◆ Problem statement ◆
Only the lines from the one with "rule = for every" to the end of the data below should be returned, each exactly as it stands.

====== Provided data ======

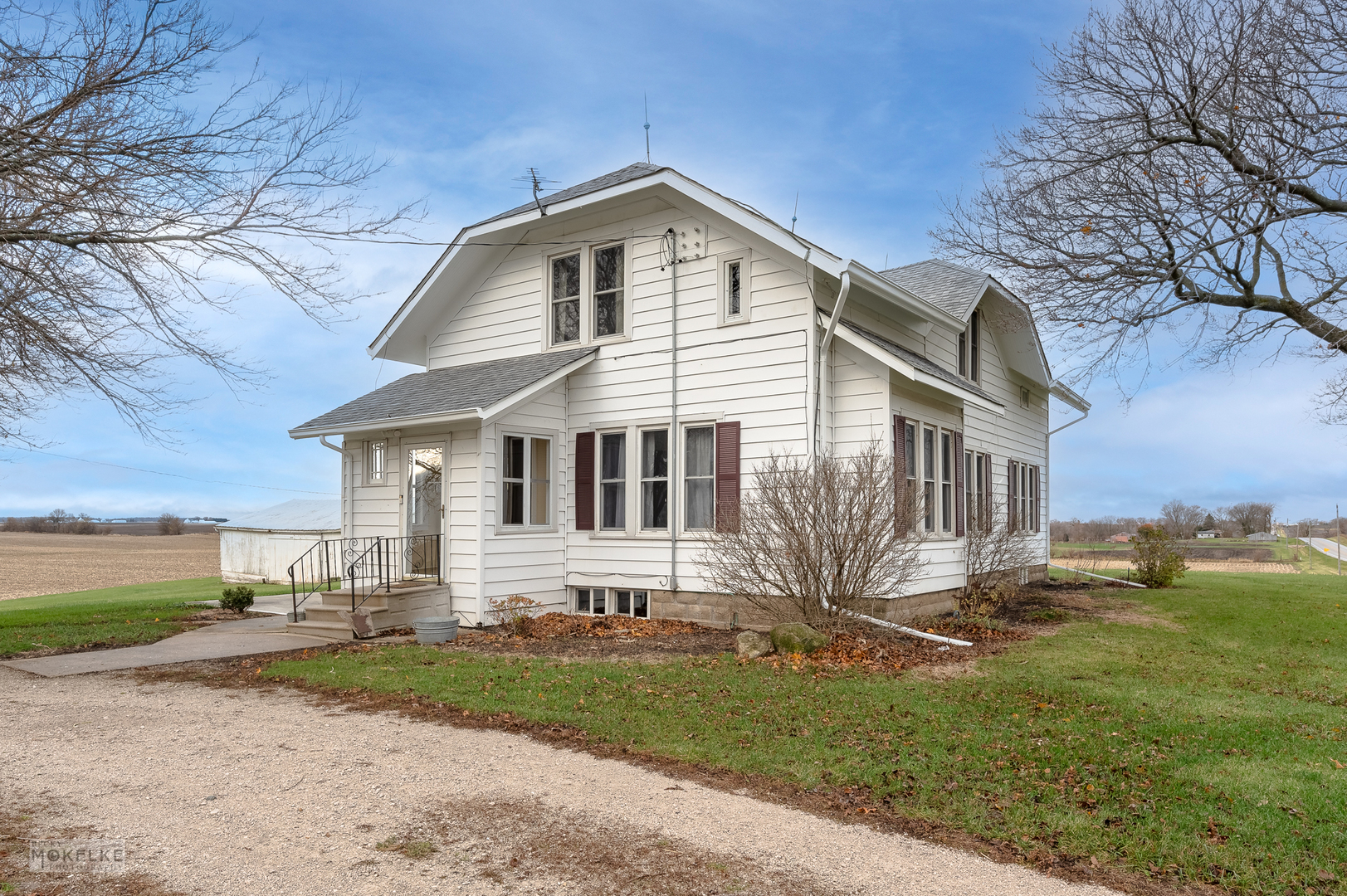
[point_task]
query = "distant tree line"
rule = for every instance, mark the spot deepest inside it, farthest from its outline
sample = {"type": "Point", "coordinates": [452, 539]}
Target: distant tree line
{"type": "Point", "coordinates": [1178, 519]}
{"type": "Point", "coordinates": [56, 522]}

======

◆ Task response ◆
rule = for every instance, mark the spot deepest inside it, farthest from its outline
sample = {"type": "Point", "coordinates": [452, 539]}
Target: distant tree line
{"type": "Point", "coordinates": [1178, 519]}
{"type": "Point", "coordinates": [56, 522]}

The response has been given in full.